In the records below, find the line with "x=541, y=170"; retype that line and all the following lines through the end, exactly, and add nothing.

Point localization data

---

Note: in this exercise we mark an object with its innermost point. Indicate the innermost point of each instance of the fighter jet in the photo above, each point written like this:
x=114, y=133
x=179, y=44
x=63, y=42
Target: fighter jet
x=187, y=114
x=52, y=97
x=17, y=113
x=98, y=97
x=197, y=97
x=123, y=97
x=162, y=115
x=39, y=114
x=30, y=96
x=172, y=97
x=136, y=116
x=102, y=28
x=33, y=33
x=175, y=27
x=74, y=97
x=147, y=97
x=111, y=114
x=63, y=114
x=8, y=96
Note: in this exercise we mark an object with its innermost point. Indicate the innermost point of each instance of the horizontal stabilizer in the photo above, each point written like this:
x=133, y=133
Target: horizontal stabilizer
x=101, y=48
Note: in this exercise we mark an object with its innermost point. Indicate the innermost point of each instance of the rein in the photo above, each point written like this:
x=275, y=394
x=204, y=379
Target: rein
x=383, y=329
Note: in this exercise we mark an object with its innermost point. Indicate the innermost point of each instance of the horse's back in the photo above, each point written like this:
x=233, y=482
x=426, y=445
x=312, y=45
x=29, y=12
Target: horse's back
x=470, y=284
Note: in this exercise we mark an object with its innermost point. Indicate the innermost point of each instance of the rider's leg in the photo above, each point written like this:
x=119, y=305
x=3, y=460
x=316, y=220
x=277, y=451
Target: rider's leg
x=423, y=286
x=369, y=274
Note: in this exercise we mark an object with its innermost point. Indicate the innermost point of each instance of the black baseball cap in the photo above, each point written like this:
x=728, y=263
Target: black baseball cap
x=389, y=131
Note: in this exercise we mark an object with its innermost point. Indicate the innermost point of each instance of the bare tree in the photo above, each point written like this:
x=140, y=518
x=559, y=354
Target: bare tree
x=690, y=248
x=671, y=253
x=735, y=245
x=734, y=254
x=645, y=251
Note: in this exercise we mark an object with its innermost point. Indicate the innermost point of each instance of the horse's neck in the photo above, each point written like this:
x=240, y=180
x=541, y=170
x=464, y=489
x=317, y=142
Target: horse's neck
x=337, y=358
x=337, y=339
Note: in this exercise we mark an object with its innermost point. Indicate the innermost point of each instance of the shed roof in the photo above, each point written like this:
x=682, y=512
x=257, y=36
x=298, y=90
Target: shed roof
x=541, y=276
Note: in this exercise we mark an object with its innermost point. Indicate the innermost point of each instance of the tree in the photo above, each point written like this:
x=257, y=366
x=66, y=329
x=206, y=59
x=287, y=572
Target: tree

---

_Problem solution_.
x=541, y=170
x=464, y=489
x=317, y=142
Target: horse's neck
x=337, y=358
x=337, y=339
Note: in this exercise we mark an object with its innermost point. Indicate the innermost point of each instance of the shed roof in the photo above, each point written like this:
x=682, y=512
x=257, y=36
x=298, y=90
Target: shed roof
x=541, y=276
Note: in this exercise we mark an object with its innermost point. Indicate the innermost point of each instance of the tree in the photo above, each point written like this:
x=257, y=366
x=66, y=329
x=206, y=59
x=287, y=572
Target: tree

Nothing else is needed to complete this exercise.